*Do this*: Convert the lines below into a JSON list of strings, one string per line, skipping any blank lines. Omit the pictures from the result.
Begin Supplied data
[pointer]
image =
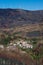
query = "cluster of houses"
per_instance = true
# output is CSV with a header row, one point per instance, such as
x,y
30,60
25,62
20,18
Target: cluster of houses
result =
End Supplied data
*Answer to this exercise*:
[
  "[pointer]",
  "image =",
  "query = \"cluster of houses\"",
  "per_instance = true",
  "# output is CSV with a header row, one point per instance, such as",
  "x,y",
  "30,60",
  "25,62",
  "20,18",
  "Target: cluster of houses",
  "result ="
]